## CHALLENGE
Rewrite the material below, substituting "Return" for every "Expect" and leaving everything else unchanged. Omit the pictures from your answer.

## DATA SHOWN
[START]
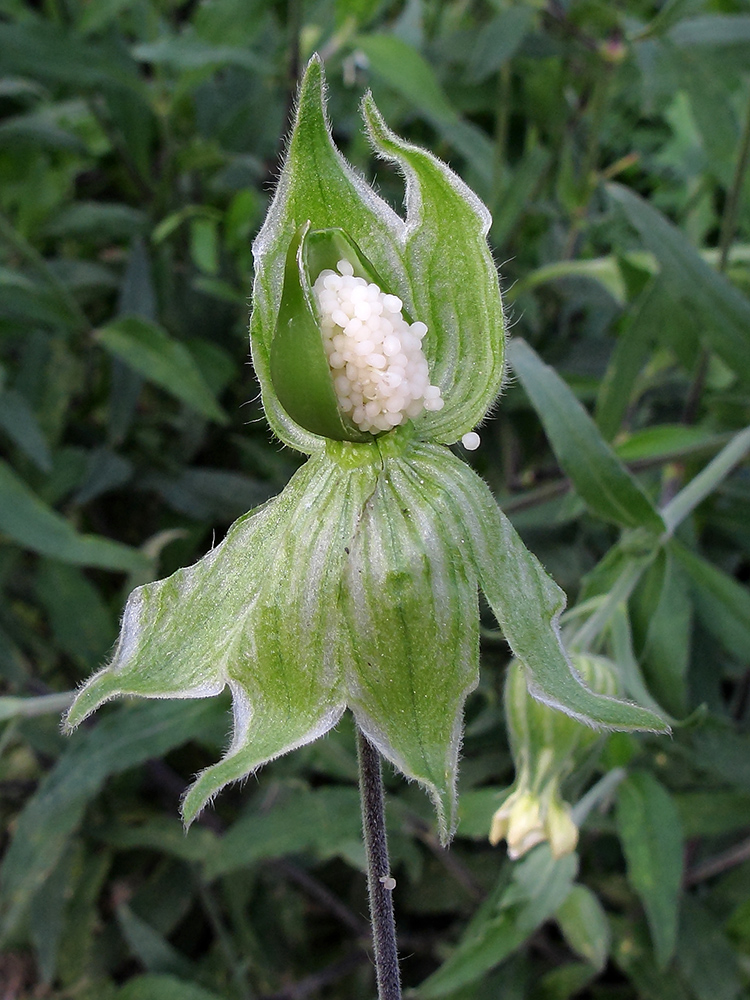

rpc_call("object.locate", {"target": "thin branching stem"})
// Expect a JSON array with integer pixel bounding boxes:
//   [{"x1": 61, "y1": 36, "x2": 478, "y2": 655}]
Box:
[{"x1": 357, "y1": 729, "x2": 401, "y2": 1000}]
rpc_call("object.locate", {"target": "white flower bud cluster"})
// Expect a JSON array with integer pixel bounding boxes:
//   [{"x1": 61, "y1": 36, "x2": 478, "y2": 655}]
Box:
[{"x1": 313, "y1": 260, "x2": 444, "y2": 434}]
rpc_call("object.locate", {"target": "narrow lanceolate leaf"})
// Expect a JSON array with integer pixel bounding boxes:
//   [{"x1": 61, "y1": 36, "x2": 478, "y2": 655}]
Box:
[
  {"x1": 406, "y1": 444, "x2": 668, "y2": 732},
  {"x1": 0, "y1": 461, "x2": 148, "y2": 572},
  {"x1": 555, "y1": 885, "x2": 611, "y2": 969},
  {"x1": 669, "y1": 538, "x2": 750, "y2": 661},
  {"x1": 617, "y1": 771, "x2": 683, "y2": 968},
  {"x1": 345, "y1": 452, "x2": 479, "y2": 840},
  {"x1": 67, "y1": 460, "x2": 374, "y2": 822},
  {"x1": 509, "y1": 340, "x2": 664, "y2": 533},
  {"x1": 363, "y1": 97, "x2": 505, "y2": 444},
  {"x1": 608, "y1": 184, "x2": 750, "y2": 382},
  {"x1": 418, "y1": 844, "x2": 578, "y2": 1000},
  {"x1": 96, "y1": 316, "x2": 227, "y2": 424}
]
[END]
## WORKED SOLUTION
rpc_call("object.locate", {"target": "thin branching stem"})
// Return a JSON array with integer pixel bounding boxes:
//   [{"x1": 61, "y1": 36, "x2": 478, "y2": 655}]
Box:
[{"x1": 357, "y1": 729, "x2": 401, "y2": 1000}]
rpc_call("object.locate", {"target": "white flower bud cluster"})
// Return a JSON array with integer pixel bounding boxes:
//   [{"x1": 61, "y1": 36, "x2": 478, "y2": 655}]
Box:
[{"x1": 313, "y1": 260, "x2": 444, "y2": 434}]
rpc_call("object.locate", {"target": "narrow lanceolate leaf"})
// Return a JSON array with integer pixel bounding boxes:
//   [{"x1": 61, "y1": 36, "x2": 478, "y2": 655}]
Box:
[
  {"x1": 406, "y1": 444, "x2": 668, "y2": 732},
  {"x1": 0, "y1": 461, "x2": 148, "y2": 572},
  {"x1": 555, "y1": 885, "x2": 611, "y2": 969},
  {"x1": 669, "y1": 538, "x2": 750, "y2": 661},
  {"x1": 617, "y1": 771, "x2": 683, "y2": 968},
  {"x1": 345, "y1": 452, "x2": 479, "y2": 840},
  {"x1": 67, "y1": 460, "x2": 374, "y2": 822},
  {"x1": 509, "y1": 340, "x2": 664, "y2": 533},
  {"x1": 363, "y1": 97, "x2": 505, "y2": 444},
  {"x1": 608, "y1": 184, "x2": 750, "y2": 382},
  {"x1": 418, "y1": 844, "x2": 578, "y2": 1000},
  {"x1": 96, "y1": 316, "x2": 227, "y2": 424}
]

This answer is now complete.